▶ _Task statement_
In the entries below, rescale the stretch from the line containing "of the steel" through the end of the entries by multiplying every point coordinate by 2.05 and rounding to whole numbers, with halves rounded up. Write out only those lines, keeping the request lines unchanged.

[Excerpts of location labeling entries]
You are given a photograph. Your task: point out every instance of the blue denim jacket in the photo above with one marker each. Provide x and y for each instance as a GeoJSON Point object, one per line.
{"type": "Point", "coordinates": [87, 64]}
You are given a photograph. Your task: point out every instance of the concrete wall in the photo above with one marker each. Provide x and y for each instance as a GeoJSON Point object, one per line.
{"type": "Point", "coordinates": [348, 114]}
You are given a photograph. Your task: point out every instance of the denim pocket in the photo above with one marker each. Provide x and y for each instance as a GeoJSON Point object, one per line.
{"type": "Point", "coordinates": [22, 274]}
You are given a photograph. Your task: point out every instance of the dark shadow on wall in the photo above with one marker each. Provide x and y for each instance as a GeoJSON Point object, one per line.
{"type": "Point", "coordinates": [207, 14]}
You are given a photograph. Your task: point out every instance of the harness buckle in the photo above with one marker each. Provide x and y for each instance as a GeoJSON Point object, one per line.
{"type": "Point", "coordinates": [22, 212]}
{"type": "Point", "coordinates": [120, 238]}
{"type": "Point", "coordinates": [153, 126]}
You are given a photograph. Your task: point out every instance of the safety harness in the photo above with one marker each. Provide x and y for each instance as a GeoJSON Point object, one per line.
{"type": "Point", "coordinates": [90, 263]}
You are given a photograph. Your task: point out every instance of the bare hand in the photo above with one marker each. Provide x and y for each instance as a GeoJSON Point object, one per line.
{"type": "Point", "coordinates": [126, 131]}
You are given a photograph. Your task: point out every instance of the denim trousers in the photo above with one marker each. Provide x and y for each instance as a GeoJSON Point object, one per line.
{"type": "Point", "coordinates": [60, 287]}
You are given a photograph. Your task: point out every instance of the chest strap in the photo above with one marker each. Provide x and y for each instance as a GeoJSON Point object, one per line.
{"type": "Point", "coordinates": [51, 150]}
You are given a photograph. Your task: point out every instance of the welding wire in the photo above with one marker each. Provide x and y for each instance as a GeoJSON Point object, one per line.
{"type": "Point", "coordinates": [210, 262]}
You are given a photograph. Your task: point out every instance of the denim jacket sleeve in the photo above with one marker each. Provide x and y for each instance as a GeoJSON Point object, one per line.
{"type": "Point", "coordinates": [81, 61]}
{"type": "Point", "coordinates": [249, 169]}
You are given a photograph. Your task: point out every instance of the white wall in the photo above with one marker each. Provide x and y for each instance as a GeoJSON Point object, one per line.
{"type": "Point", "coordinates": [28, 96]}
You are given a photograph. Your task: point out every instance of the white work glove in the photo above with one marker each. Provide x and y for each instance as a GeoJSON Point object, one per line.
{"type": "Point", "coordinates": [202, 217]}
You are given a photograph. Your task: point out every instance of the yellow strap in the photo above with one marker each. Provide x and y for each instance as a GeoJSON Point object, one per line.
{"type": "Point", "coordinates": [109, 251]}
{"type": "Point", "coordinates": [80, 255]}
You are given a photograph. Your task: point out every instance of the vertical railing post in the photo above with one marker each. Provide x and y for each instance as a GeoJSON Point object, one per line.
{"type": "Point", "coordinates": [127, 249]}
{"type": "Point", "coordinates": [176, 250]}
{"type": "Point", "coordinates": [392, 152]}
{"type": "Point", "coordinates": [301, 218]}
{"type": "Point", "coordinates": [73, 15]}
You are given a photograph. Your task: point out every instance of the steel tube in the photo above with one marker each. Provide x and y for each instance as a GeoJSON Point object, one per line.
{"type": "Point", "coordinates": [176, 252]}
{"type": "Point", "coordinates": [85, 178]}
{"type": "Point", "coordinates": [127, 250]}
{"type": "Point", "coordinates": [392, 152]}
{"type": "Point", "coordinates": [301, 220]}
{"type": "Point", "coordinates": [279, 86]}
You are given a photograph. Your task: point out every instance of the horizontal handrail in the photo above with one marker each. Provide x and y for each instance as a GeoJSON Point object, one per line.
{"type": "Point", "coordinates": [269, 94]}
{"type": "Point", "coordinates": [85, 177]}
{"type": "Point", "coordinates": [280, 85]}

▶ _Task answer_
You are given a photograph. Your task: point out every instance of the steel tube in the photo above with one marker each. Provide x and y for each instance as a GeoJSON Point object, one per line.
{"type": "Point", "coordinates": [361, 517]}
{"type": "Point", "coordinates": [174, 365]}
{"type": "Point", "coordinates": [260, 513]}
{"type": "Point", "coordinates": [804, 312]}
{"type": "Point", "coordinates": [617, 451]}
{"type": "Point", "coordinates": [572, 176]}
You are given a photograph. Your task: point out every instance of the horizontal handrail in the photo above with one marker each. Provide x and y for each instance as a GeoJSON Point object, one per line.
{"type": "Point", "coordinates": [551, 193]}
{"type": "Point", "coordinates": [174, 363]}
{"type": "Point", "coordinates": [574, 174]}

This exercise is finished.